# START OF Selected text
Letters to the Editor
HP and Corporate Plunder
Keywords: Hewlett Packard, hp, computer, printer, inkjet, officejet, deskjet, cartridge, expire, expired, expiration, 14, 15, printhead, battery, fix, solution
Okay, this isn't really a letter to the editor. It's an "Editor's rant." Maybe someday we'll have a separate technical section, but until we do, I had to have somewhere to put this.
I am hopping mad at Hewlett Packard, and I want to be sure a lot of people know it (especially Carly Fiorina, HP CEO). But more importantly, I've found a way to save myself a bunch of money on consumables, and I want to be sure you know about that.
Do I rant first, or go straight to the fix? Hmmmm. Rant wins.
Here's a letter I just sent to Carly yesterday. It tells a lot of the reason for this segment:
I had a lot more to say; the letter was short, due to length restrictions.
The really strange thing is that I got a phone call from HP just a couple hours after sending this. The public relations rep. wanted to assure me that he understood my frustration, and would be sure to forward my complaint to senior management.
# END OF Selected text
# START OF Supplied data
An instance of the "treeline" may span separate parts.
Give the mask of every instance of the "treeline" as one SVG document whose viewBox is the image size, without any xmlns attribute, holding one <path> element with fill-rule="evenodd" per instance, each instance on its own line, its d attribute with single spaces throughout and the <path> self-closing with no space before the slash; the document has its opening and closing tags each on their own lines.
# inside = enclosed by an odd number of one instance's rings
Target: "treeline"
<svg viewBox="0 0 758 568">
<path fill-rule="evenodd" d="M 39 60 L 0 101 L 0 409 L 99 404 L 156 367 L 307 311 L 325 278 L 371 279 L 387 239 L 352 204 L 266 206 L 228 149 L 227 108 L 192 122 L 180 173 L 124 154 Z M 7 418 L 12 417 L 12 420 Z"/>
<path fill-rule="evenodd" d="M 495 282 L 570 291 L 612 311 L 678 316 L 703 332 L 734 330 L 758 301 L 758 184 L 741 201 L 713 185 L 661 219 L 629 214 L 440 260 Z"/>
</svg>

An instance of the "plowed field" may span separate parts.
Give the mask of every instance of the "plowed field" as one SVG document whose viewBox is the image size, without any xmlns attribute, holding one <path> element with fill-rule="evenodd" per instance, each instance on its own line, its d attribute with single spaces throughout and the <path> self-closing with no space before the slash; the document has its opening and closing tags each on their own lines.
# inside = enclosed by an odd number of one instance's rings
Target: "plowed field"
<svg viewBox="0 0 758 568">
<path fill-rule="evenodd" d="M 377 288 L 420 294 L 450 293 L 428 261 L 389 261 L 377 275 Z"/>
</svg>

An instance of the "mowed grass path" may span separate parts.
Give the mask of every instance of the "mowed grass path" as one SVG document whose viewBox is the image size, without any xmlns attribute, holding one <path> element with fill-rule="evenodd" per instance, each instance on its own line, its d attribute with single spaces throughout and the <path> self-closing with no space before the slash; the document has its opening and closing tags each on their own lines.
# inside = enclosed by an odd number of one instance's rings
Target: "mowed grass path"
# END OF Supplied data
**Jobs:**
1. Copy out the records from their first line through the line holding "101 L 0 409", inclusive.
2. Continue the editor's rant about Hewlett Packard from its final sentence.
The text and the records are unrelated material.

**Expected outputs:**
1.
An instance of the "treeline" may span separate parts.
Give the mask of every instance of the "treeline" as one SVG document whose viewBox is the image size, without any xmlns attribute, holding one <path> element with fill-rule="evenodd" per instance, each instance on its own line, its d attribute with single spaces throughout and the <path> self-closing with no space before the slash; the document has its opening and closing tags each on their own lines.
# inside = enclosed by an odd number of one instance's rings
Target: "treeline"
<svg viewBox="0 0 758 568">
<path fill-rule="evenodd" d="M 39 60 L 0 101 L 0 409 L 99 404 L 156 367 L 307 311 L 325 278 L 371 279 L 387 239 L 352 204 L 266 206 L 228 149 L 227 108 L 192 122 L 180 173 L 124 154 Z M 7 418 L 12 417 L 12 420 Z"/>

2.
In the meantime, I had been surfing the web, researching my problem. Isn't the web wonderful? Chances are you're doing the same thing, and that's why you're reading this now.
I found a lot of people with my very same complaint. I also found out it's not just HP, but that Epson, Lexmark, and perhaps others are doing the same thing. They're putting smart chips in their cartridges. This makes it harder for users to refill the cartridges. It also assures that even refilled cartridges will have to be replaced much sooner than they actually wear out.
The bottom line is something which has been known in the past as planned obsolescence, but is much more "in your face" than anything I've ever seen in the past. This isn't just an example of making something poorly, so it wears out quicker. These people are telling their products exactly when to stop working, for no other reason than that they want to sell another one.
In my opinion, this is theft, plain and simple.
Corporations, and countries, act just like people. That's because they are run by real people. Some are smart; others aren't. If you've been looking around at all lately, you've seen a rash of foreclosures, and credit crunches, among people who ought to know better.
These people aren't stupid, but they do stupid things. They shoot themselves in the foot. That's what I believe HP, as a company, is doing. As with individuals who can't stop charging stuff on their credit cards, HP is squandering their most important capital: consumer confidence. And just as with individuals, the cause is obvious: short-term thinking.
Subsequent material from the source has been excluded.